### [EXCERPT]
★ ★ ★ ★ ★
Moinak Bhaduri

For a moment, look at the society we form. What’s the glue that binds the key players? The force that keeps the arrangement from collapsing? What makes the entire structure throb? Think awhile, and you’ll realize it’s not the actors but dependence—a reliance among them that makes up the key fabric. Take that dependence away, and people will act chaotically: One’s actions may not be predictive of anyone else’s. It is network science’s job to bring out the apt format of connectedness and use it to summarize societal subtleties, to predict people’s behaviors. Sitting at an intersection of mathematics, statistics, physics, and computer science, out of the specialized data topics we have currently, network science has been attracting probably the steadiest attention over the last decade. Its grandeur and utility explain, in part, its magnetism. Some of that utility will be on fuller display if we, for actors, replace people with less concrete objects like attitudes.

A recent Gallup poll conducted in the United States provides the perfect setting. A group of 5,757 participants across various age groups, political leanings, etc., was asked 128 questions probing how they feel about the way businesses function. Table 1 shows a sample of those questions. Frequently, a major question represented a category, and there were subquestions that tested the participants on subthemes. The 11-series questions, for instance, asked people how crucial they think certain aspects of running a business are; the 12-series questions checked how they felt businesses were actually doing on those corresponding themes. The graphs in Figure 1 represent webs of interconnectedness not among the survey participants—like we’d have on a typical Facebook or Twitter-type social network—but among these attitudes. In a social network, dependence is easy to understand; a link gets formed, (i.e., two people get attached) if they are on each other’s friend lists or if one follows the other. This is a clear binary: at a point in time, you are on someone’s friend list or not—there’s no doubt when or whether a tie is formed. But what makes an attitude “hook up” with another? Varieties of correlations may supply some options.
★ ★ ★ ★ ★
### [DATA RECORDS]
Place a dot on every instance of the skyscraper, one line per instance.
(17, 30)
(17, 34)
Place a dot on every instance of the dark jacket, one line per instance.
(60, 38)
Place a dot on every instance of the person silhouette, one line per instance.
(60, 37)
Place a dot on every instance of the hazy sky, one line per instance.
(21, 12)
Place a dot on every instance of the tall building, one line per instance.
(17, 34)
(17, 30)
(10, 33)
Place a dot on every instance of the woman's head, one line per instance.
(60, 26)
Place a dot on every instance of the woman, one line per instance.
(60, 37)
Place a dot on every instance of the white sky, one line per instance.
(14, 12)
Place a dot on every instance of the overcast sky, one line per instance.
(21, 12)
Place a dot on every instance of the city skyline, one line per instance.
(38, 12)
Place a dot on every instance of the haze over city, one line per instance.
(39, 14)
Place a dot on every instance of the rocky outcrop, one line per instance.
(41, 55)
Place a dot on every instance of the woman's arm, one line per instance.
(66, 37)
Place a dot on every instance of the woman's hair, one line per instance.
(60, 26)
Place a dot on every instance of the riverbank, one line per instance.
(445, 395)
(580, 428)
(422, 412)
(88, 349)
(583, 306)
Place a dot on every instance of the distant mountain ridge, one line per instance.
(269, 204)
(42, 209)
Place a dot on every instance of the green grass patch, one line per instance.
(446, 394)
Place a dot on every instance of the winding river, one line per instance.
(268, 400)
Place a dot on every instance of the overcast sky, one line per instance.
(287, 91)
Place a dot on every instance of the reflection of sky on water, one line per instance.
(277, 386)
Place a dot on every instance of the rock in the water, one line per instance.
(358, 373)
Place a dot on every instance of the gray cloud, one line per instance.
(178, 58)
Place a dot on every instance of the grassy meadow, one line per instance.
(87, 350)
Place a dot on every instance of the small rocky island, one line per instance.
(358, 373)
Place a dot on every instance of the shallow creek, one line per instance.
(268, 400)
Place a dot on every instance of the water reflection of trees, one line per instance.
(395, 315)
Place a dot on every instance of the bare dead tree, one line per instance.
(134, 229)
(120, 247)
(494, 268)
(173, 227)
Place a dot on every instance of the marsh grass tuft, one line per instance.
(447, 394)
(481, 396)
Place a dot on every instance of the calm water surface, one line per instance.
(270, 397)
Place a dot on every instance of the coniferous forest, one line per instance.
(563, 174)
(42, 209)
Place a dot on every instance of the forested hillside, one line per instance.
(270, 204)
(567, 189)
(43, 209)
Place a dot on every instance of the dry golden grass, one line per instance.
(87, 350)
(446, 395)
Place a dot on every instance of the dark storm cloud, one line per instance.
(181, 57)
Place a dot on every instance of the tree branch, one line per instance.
★ ★ ★ ★ ★
### [SHORT PROBLEM 1]
According to the network science excerpt, how many questions were the Gallup poll participants asked?
### [SHORT PROBLEM 2]
Copy the stretch of entries from the line containing "Place a dot on every instance of the water" through the end of the entries, renaming every "dot" to "marker" and leaving everything else unchanged. Give only those lines.

### [CORRECT RESULT 1]
128

### [CORRECT RESULT 2]
Place a marker on every instance of the water reflection of trees, one line per instance.
(395, 315)
Place a marker on every instance of the bare dead tree, one line per instance.
(134, 229)
(120, 247)
(494, 268)
(173, 227)
Place a marker on every instance of the marsh grass tuft, one line per instance.
(447, 394)
(481, 396)
Place a marker on every instance of the calm water surface, one line per instance.
(270, 397)
Place a marker on every instance of the coniferous forest, one line per instance.
(563, 174)
(42, 209)
Place a marker on every instance of the forested hillside, one line per instance.
(270, 204)
(567, 189)
(43, 209)
Place a marker on every instance of the dry golden grass, one line per instance.
(87, 350)
(446, 395)
Place a marker on every instance of the dark storm cloud, one line per instance.
(181, 57)
Place a marker on every instance of the tree branch, one line per instance.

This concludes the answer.